Task directions: Tally the lines in the data below that contain the string "blue", matching case exactly, and give only the count.

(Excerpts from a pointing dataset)
# # # #

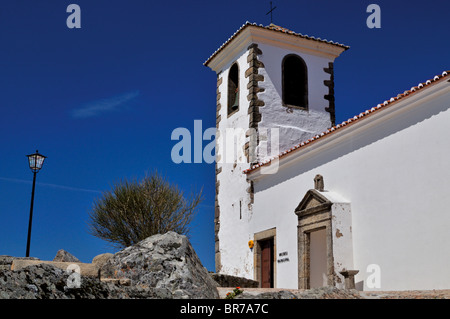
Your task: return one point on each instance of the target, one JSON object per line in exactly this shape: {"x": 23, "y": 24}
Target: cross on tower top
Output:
{"x": 271, "y": 10}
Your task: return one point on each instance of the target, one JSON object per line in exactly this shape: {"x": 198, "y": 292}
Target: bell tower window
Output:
{"x": 295, "y": 81}
{"x": 233, "y": 89}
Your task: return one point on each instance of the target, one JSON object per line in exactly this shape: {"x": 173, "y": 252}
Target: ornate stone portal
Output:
{"x": 322, "y": 210}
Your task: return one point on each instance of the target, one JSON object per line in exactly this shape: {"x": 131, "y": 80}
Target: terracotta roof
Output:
{"x": 358, "y": 117}
{"x": 274, "y": 28}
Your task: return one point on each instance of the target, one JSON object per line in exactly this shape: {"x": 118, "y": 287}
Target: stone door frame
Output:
{"x": 258, "y": 238}
{"x": 314, "y": 213}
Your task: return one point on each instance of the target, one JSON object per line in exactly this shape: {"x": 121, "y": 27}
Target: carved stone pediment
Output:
{"x": 312, "y": 202}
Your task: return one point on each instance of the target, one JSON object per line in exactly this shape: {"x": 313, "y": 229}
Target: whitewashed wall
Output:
{"x": 294, "y": 124}
{"x": 396, "y": 175}
{"x": 236, "y": 258}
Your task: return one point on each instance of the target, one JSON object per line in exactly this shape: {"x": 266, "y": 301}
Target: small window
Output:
{"x": 295, "y": 81}
{"x": 233, "y": 89}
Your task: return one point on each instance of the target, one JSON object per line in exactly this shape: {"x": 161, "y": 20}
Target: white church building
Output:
{"x": 306, "y": 202}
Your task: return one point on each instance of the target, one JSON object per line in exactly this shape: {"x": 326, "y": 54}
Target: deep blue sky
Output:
{"x": 102, "y": 101}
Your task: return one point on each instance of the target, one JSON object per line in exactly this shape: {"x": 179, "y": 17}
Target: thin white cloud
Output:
{"x": 16, "y": 180}
{"x": 98, "y": 107}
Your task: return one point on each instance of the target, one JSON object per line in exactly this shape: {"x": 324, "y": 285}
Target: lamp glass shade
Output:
{"x": 36, "y": 161}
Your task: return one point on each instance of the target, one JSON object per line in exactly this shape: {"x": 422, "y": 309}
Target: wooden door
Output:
{"x": 267, "y": 263}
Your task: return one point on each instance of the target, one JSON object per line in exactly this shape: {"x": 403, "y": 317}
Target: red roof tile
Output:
{"x": 386, "y": 103}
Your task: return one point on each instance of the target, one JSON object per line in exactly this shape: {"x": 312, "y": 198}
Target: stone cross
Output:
{"x": 271, "y": 10}
{"x": 318, "y": 183}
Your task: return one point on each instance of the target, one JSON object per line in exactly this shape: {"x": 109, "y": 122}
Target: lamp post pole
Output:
{"x": 31, "y": 215}
{"x": 35, "y": 161}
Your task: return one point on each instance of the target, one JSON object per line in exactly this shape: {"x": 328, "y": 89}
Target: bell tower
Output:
{"x": 275, "y": 89}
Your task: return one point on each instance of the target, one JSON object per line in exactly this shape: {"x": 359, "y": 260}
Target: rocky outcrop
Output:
{"x": 233, "y": 281}
{"x": 163, "y": 261}
{"x": 316, "y": 293}
{"x": 45, "y": 281}
{"x": 6, "y": 261}
{"x": 64, "y": 256}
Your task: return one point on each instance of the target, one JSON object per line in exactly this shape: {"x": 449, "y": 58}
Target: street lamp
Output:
{"x": 35, "y": 161}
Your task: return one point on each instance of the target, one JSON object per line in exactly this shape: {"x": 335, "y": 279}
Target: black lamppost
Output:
{"x": 35, "y": 161}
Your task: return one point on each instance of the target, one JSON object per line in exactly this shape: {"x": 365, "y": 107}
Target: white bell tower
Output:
{"x": 275, "y": 89}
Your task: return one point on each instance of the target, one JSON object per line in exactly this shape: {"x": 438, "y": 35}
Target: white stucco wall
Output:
{"x": 294, "y": 124}
{"x": 238, "y": 224}
{"x": 395, "y": 175}
{"x": 233, "y": 199}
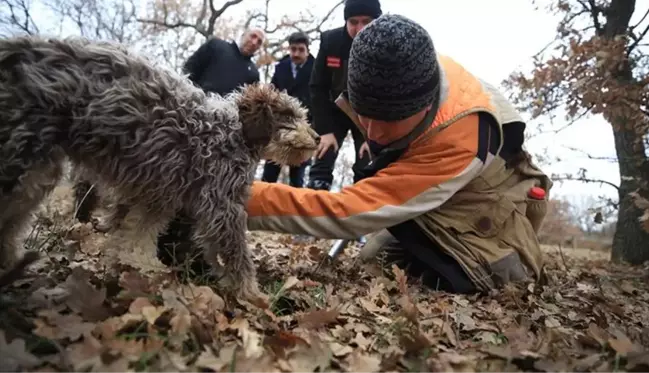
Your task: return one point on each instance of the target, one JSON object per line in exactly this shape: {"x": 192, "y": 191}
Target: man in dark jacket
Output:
{"x": 219, "y": 66}
{"x": 292, "y": 74}
{"x": 328, "y": 80}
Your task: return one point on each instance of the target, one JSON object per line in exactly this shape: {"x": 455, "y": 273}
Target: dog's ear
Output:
{"x": 257, "y": 105}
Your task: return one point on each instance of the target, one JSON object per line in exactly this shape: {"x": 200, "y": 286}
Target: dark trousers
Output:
{"x": 421, "y": 257}
{"x": 321, "y": 173}
{"x": 296, "y": 173}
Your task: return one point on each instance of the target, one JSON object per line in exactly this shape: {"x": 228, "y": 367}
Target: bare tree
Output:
{"x": 598, "y": 67}
{"x": 278, "y": 32}
{"x": 16, "y": 18}
{"x": 99, "y": 19}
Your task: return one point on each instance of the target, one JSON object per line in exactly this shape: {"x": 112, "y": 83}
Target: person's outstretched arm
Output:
{"x": 424, "y": 178}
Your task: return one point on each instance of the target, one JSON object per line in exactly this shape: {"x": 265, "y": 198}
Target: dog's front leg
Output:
{"x": 113, "y": 220}
{"x": 224, "y": 233}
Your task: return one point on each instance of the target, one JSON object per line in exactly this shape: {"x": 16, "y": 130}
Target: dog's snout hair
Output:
{"x": 157, "y": 141}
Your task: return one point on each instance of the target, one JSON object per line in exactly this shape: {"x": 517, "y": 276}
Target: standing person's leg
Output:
{"x": 360, "y": 163}
{"x": 271, "y": 172}
{"x": 296, "y": 175}
{"x": 321, "y": 173}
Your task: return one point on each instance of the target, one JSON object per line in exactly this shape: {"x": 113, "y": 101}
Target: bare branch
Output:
{"x": 637, "y": 39}
{"x": 590, "y": 156}
{"x": 585, "y": 180}
{"x": 19, "y": 17}
{"x": 641, "y": 20}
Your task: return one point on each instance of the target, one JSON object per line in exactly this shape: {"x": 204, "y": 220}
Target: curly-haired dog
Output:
{"x": 147, "y": 133}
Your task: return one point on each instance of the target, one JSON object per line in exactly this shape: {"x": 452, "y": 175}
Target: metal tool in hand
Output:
{"x": 334, "y": 251}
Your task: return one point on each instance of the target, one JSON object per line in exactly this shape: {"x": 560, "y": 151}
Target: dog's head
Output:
{"x": 275, "y": 122}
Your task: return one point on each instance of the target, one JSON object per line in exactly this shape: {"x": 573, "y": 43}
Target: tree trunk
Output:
{"x": 631, "y": 241}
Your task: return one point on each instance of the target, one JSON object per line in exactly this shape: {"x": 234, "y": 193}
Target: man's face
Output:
{"x": 383, "y": 133}
{"x": 251, "y": 42}
{"x": 299, "y": 53}
{"x": 356, "y": 24}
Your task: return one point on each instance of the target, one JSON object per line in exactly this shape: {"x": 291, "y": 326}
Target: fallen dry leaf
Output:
{"x": 14, "y": 357}
{"x": 589, "y": 317}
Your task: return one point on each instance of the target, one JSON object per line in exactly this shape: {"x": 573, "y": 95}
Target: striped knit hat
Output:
{"x": 393, "y": 71}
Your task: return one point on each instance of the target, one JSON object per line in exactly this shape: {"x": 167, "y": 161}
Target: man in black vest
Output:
{"x": 292, "y": 74}
{"x": 328, "y": 80}
{"x": 219, "y": 66}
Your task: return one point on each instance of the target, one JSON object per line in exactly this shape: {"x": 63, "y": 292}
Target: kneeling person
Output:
{"x": 450, "y": 188}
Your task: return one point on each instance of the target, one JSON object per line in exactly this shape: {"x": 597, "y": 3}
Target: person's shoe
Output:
{"x": 318, "y": 185}
{"x": 301, "y": 238}
{"x": 375, "y": 243}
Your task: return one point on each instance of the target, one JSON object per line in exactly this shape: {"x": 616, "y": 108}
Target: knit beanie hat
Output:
{"x": 371, "y": 8}
{"x": 393, "y": 71}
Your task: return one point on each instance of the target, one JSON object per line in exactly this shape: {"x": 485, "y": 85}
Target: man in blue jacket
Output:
{"x": 221, "y": 66}
{"x": 292, "y": 74}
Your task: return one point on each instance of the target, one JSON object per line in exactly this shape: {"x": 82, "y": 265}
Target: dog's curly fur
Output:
{"x": 158, "y": 142}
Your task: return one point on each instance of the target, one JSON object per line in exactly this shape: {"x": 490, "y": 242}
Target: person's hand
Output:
{"x": 326, "y": 141}
{"x": 364, "y": 149}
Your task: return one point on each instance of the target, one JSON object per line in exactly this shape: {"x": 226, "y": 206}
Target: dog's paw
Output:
{"x": 260, "y": 300}
{"x": 252, "y": 295}
{"x": 102, "y": 225}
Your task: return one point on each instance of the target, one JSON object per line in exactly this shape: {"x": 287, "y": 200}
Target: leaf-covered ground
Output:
{"x": 73, "y": 313}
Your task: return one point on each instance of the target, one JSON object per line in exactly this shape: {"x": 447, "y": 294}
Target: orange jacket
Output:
{"x": 430, "y": 171}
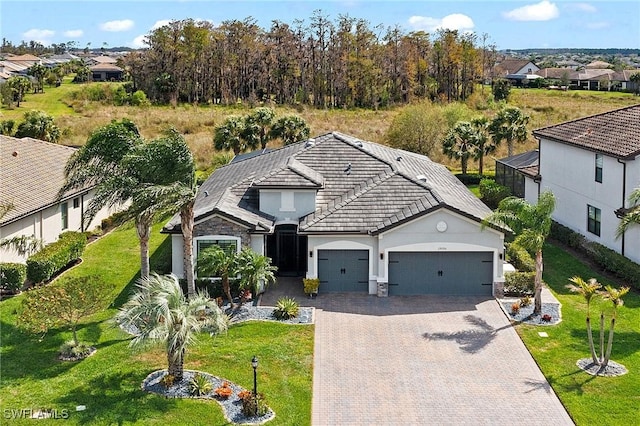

# # # #

Result of this task: 2